» **Action item**: Look through the data below and return each line where "shirt" appears.

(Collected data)
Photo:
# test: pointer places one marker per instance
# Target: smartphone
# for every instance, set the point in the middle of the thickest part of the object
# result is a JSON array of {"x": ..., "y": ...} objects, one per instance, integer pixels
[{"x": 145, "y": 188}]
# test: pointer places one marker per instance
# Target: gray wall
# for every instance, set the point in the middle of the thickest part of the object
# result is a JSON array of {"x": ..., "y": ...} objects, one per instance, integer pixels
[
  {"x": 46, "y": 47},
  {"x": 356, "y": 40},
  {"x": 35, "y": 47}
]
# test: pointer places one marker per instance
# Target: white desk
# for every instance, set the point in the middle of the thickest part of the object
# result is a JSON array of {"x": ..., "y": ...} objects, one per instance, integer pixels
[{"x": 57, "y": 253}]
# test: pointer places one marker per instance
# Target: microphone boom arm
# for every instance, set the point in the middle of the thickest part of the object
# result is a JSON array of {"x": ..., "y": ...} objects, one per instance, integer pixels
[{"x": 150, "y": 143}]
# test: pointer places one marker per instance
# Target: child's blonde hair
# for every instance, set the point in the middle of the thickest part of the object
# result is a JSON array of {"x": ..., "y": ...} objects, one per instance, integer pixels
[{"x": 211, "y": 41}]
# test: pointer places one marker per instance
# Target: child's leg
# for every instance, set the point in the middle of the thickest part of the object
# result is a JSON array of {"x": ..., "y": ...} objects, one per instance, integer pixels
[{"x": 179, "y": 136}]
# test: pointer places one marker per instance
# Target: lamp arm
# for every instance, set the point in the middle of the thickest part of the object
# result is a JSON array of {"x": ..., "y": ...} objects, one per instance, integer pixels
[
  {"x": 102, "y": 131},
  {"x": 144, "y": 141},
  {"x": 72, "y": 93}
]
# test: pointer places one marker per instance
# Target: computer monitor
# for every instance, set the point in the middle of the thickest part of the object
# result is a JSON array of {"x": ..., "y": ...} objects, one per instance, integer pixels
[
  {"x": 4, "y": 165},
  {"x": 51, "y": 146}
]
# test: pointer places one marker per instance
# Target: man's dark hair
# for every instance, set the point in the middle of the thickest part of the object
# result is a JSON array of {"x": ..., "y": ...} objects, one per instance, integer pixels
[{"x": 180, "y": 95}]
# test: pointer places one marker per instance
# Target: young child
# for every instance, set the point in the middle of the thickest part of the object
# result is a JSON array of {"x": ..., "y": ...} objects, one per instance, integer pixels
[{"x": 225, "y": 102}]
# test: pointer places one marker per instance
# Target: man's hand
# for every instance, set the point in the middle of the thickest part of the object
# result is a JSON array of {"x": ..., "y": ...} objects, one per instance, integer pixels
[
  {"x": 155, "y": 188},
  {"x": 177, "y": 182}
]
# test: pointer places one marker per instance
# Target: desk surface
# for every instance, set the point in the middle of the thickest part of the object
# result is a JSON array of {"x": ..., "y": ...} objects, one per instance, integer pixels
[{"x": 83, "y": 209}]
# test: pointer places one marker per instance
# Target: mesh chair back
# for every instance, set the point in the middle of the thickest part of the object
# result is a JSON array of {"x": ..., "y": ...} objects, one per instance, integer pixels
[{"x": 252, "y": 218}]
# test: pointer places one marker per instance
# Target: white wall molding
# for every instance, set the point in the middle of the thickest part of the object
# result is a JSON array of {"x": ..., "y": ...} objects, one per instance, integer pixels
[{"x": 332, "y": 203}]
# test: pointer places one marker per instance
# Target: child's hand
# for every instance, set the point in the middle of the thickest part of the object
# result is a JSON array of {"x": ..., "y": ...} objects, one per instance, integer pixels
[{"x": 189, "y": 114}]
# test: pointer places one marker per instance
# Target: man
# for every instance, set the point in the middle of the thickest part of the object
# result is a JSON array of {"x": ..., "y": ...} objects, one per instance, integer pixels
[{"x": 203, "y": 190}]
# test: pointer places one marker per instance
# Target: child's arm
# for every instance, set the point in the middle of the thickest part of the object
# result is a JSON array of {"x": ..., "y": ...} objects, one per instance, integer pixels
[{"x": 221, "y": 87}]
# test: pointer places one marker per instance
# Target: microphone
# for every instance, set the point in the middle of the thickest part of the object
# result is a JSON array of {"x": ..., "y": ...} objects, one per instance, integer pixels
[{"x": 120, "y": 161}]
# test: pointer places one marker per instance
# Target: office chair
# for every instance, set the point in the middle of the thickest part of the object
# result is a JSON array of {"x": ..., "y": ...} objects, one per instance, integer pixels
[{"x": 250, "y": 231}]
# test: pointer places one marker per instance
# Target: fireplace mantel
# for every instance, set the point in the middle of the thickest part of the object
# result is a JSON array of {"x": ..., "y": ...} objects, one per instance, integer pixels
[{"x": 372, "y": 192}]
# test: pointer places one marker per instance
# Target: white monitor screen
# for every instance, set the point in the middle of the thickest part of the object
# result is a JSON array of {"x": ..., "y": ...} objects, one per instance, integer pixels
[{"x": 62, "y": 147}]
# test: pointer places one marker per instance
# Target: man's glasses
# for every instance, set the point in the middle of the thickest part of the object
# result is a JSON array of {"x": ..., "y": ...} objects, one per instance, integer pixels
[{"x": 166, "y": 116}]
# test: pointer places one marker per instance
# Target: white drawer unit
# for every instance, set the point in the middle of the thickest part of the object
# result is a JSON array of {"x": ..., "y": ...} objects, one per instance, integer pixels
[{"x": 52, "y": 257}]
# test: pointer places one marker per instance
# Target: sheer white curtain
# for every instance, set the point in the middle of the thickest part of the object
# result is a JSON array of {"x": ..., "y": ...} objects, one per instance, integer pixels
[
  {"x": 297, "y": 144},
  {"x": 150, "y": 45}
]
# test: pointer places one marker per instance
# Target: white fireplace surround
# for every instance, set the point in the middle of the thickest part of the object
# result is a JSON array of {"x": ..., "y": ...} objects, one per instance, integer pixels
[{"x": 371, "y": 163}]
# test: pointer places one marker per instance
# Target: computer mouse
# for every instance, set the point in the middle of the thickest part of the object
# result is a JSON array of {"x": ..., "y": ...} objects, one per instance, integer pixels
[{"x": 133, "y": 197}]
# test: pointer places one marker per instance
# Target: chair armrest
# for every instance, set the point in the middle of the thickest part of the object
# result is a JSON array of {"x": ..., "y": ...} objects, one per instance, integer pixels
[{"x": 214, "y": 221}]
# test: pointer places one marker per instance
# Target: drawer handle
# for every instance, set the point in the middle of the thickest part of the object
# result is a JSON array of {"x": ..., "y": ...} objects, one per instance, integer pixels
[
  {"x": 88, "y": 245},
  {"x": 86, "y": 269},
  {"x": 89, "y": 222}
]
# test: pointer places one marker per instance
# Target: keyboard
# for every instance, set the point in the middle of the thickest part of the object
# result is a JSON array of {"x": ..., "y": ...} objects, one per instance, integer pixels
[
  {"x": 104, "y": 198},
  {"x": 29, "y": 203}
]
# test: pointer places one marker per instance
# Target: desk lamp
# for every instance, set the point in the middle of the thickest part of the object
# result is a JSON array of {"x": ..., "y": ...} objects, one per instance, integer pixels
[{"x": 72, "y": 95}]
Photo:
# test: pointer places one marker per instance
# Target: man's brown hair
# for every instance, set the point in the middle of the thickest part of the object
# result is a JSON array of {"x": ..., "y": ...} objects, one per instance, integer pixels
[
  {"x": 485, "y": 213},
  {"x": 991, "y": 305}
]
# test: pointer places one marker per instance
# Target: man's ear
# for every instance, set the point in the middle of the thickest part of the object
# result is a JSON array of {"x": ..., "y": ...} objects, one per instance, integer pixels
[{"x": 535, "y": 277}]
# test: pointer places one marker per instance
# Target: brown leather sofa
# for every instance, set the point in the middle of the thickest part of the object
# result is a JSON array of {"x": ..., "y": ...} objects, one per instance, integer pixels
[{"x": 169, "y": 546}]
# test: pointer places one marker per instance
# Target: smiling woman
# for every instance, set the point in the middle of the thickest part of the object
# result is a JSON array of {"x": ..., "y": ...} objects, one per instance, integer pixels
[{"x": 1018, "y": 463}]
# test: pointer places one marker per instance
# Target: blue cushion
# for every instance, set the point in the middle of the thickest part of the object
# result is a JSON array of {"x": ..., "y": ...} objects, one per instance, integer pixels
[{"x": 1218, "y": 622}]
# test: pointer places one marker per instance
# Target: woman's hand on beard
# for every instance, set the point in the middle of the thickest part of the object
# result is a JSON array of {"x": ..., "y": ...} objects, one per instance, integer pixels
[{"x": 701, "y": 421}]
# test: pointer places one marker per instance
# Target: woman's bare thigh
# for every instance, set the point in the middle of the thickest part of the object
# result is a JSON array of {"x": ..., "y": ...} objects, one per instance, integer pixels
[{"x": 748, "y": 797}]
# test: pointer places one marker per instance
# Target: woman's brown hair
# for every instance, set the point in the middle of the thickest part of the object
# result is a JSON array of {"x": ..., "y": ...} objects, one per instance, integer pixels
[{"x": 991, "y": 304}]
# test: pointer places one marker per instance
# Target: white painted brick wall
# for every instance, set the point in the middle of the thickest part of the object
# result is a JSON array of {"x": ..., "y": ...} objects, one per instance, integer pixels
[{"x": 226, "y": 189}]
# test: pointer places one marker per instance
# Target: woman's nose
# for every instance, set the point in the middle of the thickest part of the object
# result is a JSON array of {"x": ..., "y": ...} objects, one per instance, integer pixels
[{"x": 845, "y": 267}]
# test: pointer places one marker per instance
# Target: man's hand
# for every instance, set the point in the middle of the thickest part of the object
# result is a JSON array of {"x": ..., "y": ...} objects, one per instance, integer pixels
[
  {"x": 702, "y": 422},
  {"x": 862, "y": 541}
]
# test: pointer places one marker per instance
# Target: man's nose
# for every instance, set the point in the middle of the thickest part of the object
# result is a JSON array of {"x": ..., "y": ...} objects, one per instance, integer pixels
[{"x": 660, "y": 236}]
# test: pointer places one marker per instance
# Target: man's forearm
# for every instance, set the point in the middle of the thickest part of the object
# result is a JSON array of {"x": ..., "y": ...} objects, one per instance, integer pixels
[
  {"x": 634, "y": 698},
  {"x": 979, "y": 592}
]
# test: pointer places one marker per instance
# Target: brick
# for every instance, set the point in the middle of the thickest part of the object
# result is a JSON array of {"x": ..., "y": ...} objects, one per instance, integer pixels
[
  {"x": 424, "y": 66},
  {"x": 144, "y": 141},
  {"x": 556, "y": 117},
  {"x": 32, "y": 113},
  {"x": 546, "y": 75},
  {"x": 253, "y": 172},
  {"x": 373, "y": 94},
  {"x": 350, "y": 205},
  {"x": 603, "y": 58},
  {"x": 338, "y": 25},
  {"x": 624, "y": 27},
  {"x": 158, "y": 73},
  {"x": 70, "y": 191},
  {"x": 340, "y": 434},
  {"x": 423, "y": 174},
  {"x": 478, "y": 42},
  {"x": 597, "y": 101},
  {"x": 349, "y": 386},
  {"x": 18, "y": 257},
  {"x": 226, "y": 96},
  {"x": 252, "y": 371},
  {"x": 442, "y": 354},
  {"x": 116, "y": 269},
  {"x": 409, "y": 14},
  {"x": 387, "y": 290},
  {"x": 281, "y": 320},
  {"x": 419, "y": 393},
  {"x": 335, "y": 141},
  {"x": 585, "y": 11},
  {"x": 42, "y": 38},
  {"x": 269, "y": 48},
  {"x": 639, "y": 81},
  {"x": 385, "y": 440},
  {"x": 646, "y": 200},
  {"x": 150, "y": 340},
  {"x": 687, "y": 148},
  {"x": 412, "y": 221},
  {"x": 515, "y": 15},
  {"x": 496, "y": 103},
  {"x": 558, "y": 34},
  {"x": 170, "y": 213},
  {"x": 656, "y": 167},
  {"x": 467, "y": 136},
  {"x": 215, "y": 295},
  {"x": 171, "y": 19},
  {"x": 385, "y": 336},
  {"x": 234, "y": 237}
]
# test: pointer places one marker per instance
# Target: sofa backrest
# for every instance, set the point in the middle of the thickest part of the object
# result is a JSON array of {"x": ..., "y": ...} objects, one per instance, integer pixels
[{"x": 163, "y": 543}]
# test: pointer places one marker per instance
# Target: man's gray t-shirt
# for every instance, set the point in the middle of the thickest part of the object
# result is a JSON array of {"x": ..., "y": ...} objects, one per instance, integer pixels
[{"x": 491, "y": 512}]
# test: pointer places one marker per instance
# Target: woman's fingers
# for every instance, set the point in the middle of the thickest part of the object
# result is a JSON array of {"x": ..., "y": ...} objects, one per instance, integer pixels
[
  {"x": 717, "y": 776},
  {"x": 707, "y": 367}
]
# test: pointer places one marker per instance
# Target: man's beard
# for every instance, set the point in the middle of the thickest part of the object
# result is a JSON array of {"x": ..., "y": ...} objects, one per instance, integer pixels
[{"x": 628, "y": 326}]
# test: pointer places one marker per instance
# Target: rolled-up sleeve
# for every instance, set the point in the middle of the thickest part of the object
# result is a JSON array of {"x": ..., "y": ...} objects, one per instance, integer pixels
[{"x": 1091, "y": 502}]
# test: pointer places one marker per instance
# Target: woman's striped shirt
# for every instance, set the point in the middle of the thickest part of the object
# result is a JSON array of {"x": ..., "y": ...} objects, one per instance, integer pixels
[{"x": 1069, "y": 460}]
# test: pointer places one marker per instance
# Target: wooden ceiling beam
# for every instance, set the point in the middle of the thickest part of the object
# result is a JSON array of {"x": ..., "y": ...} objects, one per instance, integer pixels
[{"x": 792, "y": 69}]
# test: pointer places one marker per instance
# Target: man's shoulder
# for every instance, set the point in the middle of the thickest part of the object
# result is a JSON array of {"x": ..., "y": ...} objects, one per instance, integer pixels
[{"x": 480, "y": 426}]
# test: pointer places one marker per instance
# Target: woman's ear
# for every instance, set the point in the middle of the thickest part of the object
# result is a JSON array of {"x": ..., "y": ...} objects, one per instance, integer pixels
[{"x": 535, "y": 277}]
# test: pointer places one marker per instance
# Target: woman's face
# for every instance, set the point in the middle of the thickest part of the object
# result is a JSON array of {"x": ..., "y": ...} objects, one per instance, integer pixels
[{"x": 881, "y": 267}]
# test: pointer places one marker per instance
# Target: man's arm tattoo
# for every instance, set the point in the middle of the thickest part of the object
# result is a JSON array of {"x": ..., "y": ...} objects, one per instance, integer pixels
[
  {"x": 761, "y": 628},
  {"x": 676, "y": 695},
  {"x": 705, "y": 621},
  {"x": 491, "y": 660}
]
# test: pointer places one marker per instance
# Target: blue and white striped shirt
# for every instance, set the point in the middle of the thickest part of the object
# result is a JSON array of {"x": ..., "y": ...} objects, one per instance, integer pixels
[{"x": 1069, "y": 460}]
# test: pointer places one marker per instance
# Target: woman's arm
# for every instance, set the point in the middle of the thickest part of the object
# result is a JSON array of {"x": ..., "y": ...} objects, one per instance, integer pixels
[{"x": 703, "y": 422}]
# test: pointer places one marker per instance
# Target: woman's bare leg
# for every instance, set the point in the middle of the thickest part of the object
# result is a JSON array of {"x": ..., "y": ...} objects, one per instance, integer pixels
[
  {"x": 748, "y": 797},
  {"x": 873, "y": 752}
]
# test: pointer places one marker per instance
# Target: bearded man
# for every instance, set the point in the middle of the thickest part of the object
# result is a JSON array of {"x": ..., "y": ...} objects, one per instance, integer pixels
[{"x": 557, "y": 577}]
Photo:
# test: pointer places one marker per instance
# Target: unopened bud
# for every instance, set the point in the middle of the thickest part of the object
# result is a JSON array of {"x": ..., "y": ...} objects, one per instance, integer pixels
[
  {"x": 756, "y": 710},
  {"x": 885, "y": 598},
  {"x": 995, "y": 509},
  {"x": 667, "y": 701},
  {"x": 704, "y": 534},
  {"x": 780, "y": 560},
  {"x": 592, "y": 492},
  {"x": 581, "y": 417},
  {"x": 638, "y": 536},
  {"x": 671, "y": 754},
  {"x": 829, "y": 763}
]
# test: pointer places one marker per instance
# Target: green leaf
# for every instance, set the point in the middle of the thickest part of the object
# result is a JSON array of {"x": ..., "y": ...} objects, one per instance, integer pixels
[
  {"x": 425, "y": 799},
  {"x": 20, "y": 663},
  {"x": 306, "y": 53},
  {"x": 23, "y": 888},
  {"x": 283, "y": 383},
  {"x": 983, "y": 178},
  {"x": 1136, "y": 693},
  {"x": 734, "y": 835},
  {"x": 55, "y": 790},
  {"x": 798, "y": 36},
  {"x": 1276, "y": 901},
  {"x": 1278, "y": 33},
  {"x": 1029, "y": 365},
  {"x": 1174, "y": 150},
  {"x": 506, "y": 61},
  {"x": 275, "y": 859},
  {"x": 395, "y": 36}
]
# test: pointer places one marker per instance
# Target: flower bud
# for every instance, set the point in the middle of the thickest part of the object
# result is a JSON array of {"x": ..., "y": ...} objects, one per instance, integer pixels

» **Output for this task**:
# Target: man's gray t-shirt
# Target: woman's striped shirt
# Target: blue and white striped shirt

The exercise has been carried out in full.